INSTRUCTIONS TO FOLLOW:
Copy out every line of the items below, requests included, and scale each coordinate in the answers by 0.8, rounding to whole numbers with halves going up. Leave the pictures out of your answer.

───

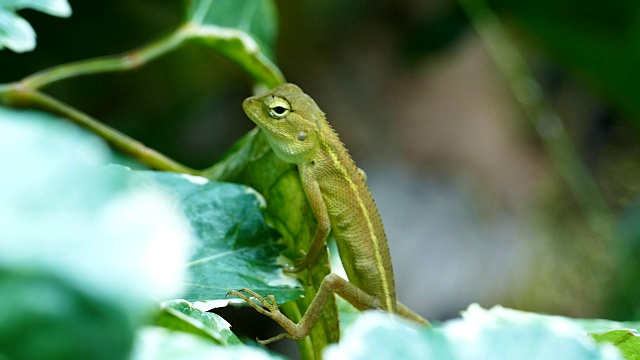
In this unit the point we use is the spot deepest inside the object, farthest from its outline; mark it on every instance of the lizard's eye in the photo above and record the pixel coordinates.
(278, 108)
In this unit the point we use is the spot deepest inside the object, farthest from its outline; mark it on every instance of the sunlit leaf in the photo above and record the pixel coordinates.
(234, 248)
(242, 30)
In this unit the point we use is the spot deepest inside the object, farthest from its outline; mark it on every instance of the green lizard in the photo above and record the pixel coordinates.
(339, 198)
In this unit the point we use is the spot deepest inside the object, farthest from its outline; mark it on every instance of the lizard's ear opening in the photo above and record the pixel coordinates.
(278, 108)
(302, 135)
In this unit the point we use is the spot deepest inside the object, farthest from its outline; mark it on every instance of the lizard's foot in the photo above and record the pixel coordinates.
(301, 264)
(270, 309)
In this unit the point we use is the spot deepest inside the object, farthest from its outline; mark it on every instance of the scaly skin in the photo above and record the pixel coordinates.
(340, 199)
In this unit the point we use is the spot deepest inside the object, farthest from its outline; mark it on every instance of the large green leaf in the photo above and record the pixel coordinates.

───

TASK RESULT:
In this unit the point we use is the spot deepest inside the object, farthest from its outline; mark it on every instance of the lizard's eye in the photo above and record the pixel coordinates.
(222, 86)
In this unit the point we use is the spot deepest inside the object, farthest from its outline; mark it on every instance of the sunlit leaf in the photo above and record the pixel coordinates.
(187, 198)
(194, 24)
In this unit the point we use is the spot deepest inside the object, farthest from its outline; mark it on every instance of the green lizard in the photo above and record the pixel coordinates.
(271, 158)
In this unit the point we use is the spot deepest inside the object, farthest from its outline; mark it on every instance of the lizard's ear opening in the photo above and record the pixel coordinates.
(222, 86)
(242, 108)
In this unit the point we use is the spot deepest inside the object, farthest from its outline; mark it on every instance of the lizard's foot in the photo above and record the pixel coordinates.
(241, 211)
(216, 247)
In this unit the point we use is the spot deepest inside the object, farthest from its outline; mark it on every instance of the scaly skin in the photo above and record the pixel coordinates.
(272, 159)
In this unit the point we use is the spot deepest inside the object, farthest from its outline; mark it on every instance of the large green leaf in the photo above and record the pixel coordinates.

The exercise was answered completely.